- _What to work on_: Copy each line from the data that has the word "guitar" in it.

- _Provided records_:

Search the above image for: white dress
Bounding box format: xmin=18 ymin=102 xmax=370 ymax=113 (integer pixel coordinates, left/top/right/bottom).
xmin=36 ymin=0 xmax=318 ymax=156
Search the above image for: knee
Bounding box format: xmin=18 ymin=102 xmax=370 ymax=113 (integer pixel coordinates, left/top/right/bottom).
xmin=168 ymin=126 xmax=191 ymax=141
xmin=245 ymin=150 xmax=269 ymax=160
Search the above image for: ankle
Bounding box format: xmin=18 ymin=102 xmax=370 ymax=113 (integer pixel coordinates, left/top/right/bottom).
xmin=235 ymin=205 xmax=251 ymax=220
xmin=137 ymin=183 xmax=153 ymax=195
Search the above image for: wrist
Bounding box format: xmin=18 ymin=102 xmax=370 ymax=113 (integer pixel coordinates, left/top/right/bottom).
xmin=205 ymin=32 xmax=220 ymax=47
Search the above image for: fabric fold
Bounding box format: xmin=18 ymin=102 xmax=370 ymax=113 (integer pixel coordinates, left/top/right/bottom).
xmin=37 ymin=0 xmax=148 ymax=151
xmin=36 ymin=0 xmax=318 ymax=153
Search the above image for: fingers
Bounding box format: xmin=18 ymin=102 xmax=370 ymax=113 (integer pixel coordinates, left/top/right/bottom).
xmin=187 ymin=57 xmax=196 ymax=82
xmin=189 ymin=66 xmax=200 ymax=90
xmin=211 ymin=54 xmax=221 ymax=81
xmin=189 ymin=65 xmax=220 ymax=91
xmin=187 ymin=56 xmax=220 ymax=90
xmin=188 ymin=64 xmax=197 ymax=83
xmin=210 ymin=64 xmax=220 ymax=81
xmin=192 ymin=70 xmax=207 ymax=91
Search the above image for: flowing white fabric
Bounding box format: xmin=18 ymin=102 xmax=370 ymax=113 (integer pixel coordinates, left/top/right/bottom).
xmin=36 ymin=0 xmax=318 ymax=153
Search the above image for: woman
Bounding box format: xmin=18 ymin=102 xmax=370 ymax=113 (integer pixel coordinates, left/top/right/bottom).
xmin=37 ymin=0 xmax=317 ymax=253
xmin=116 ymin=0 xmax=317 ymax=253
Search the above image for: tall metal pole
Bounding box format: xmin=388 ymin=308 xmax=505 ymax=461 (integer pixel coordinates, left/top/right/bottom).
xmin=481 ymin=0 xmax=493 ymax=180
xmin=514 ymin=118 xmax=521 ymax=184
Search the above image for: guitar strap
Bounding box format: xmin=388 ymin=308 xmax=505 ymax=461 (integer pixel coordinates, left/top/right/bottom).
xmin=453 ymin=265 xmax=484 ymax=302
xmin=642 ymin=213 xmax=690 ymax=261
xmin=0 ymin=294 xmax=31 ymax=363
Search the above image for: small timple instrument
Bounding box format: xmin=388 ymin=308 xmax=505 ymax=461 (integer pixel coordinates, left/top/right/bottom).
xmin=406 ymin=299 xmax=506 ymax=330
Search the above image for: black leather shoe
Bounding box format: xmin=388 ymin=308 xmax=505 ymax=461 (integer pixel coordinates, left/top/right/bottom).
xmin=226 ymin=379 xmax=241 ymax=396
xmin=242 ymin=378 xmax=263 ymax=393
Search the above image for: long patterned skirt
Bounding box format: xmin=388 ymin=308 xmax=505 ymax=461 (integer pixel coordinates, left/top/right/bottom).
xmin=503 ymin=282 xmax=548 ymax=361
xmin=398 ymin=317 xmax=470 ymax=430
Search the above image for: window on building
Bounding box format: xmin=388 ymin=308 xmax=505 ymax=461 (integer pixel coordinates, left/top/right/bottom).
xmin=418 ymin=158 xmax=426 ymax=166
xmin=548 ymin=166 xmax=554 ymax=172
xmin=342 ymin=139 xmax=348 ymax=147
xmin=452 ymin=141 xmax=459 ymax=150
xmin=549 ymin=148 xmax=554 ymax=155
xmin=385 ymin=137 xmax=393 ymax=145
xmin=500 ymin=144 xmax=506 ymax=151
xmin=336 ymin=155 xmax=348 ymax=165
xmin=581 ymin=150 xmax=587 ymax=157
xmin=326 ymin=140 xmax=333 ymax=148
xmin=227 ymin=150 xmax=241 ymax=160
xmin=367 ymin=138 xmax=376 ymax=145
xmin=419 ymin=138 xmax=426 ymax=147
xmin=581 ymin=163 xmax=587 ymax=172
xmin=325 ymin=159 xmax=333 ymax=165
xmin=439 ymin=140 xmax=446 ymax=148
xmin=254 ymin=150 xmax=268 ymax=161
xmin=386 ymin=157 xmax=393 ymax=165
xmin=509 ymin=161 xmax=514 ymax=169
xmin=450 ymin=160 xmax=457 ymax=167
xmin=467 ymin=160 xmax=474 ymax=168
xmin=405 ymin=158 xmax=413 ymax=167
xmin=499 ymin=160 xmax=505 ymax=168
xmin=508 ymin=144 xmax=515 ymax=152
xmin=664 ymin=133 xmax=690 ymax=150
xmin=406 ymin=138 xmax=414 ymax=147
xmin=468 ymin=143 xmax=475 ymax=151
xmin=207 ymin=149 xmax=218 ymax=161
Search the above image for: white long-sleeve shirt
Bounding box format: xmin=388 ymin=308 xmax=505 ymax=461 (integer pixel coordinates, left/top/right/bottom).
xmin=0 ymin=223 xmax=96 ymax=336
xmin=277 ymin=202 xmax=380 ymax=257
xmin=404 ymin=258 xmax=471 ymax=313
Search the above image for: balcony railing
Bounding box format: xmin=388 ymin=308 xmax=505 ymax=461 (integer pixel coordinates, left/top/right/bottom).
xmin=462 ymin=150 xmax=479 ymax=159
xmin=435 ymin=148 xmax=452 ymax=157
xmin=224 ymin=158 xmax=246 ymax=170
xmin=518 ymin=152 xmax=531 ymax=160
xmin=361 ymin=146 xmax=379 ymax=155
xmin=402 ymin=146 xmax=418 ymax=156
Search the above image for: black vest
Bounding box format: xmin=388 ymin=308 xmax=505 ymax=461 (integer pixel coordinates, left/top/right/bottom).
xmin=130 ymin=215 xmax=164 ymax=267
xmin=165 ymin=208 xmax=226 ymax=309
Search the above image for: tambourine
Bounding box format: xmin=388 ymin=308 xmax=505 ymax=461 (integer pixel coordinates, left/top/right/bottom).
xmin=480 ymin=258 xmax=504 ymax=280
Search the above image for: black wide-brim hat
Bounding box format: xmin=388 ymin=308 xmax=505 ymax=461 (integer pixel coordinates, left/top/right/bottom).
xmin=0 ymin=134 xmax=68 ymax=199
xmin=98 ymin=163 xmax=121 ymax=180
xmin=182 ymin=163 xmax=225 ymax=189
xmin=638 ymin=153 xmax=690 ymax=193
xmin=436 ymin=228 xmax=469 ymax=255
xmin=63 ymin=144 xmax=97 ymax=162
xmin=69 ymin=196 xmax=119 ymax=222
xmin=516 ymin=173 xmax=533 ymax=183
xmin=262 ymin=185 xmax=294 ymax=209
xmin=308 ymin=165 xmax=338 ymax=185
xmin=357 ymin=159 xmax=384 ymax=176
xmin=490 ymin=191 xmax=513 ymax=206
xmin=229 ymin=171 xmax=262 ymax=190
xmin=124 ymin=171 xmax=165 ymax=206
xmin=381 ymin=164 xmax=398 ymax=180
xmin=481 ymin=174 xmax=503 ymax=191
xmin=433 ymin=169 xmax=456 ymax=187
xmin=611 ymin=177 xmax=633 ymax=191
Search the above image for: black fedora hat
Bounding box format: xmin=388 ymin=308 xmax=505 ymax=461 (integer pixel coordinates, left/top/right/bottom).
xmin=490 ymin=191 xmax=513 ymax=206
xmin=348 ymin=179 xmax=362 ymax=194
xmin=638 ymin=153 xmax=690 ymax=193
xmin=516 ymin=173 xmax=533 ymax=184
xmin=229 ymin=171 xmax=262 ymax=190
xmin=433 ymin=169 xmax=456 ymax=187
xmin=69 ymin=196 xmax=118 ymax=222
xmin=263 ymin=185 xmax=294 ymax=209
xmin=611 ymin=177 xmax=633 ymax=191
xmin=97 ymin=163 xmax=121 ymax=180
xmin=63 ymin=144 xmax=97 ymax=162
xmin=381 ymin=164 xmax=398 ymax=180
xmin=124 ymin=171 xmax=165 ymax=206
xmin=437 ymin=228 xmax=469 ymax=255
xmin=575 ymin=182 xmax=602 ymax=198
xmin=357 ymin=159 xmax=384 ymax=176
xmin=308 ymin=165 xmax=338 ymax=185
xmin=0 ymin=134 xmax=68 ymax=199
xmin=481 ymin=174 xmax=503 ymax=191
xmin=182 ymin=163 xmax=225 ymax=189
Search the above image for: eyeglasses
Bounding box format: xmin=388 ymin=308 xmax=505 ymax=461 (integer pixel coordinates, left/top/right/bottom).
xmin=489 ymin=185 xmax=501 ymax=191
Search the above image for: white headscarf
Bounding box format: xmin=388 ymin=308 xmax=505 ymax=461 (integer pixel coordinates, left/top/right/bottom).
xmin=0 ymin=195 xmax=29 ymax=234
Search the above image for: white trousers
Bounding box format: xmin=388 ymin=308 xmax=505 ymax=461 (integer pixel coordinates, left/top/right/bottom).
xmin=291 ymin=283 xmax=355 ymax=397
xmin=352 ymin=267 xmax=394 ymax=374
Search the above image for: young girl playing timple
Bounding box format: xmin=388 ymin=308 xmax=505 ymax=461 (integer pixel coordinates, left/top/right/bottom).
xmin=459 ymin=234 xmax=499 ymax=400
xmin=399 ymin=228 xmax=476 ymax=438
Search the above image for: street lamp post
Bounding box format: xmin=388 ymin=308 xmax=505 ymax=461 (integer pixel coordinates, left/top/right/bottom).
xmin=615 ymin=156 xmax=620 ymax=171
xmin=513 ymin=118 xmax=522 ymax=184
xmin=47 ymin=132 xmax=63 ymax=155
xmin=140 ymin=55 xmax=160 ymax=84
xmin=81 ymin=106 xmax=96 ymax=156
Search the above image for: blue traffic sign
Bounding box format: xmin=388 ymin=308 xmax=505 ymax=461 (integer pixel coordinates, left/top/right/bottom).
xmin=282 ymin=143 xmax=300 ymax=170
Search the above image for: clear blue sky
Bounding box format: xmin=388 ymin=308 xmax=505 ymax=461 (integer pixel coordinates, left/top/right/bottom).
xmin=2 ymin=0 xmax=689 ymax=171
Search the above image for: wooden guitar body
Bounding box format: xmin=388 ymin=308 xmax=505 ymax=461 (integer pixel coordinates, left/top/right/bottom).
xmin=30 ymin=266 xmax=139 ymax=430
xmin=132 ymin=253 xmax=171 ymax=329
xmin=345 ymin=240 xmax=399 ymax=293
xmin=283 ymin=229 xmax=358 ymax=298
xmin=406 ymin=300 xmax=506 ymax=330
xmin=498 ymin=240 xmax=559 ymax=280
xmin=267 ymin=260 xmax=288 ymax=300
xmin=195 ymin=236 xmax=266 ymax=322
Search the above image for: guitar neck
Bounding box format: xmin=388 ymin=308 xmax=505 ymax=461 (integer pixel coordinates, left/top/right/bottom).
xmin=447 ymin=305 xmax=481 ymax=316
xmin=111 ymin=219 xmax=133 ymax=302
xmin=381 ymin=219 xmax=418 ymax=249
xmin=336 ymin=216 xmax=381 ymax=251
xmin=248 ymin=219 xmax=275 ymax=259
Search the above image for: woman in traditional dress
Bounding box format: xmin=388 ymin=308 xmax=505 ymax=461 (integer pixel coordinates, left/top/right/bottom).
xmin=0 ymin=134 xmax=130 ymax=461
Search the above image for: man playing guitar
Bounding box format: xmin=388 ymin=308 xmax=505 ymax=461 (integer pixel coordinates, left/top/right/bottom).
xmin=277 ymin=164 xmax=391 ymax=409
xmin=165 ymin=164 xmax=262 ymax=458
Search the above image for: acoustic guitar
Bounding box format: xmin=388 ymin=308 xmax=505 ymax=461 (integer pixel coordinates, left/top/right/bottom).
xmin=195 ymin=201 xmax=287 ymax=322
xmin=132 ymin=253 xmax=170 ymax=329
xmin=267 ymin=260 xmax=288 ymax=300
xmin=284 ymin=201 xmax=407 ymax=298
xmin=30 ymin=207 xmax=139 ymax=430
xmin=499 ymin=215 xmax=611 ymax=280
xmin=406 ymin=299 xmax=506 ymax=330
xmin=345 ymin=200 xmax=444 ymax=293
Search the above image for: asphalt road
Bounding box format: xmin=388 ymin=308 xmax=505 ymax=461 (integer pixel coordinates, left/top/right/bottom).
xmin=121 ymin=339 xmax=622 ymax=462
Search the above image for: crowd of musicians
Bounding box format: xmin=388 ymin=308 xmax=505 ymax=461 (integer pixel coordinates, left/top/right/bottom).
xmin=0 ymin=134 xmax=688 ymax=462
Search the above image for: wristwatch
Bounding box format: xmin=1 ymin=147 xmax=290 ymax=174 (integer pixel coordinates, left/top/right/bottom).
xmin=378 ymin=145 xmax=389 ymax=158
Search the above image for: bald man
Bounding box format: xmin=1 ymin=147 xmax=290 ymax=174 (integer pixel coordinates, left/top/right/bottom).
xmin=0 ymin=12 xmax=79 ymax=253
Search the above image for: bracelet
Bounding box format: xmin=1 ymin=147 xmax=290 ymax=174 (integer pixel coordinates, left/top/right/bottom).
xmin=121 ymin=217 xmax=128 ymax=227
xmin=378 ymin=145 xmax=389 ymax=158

- _Answer for the task_:
Search the above image for: guitar strap
Search the above image for: wooden guitar body
Search the above image for: guitar neck
Search the above image for: man playing guitar
Search the above image for: acoustic guitar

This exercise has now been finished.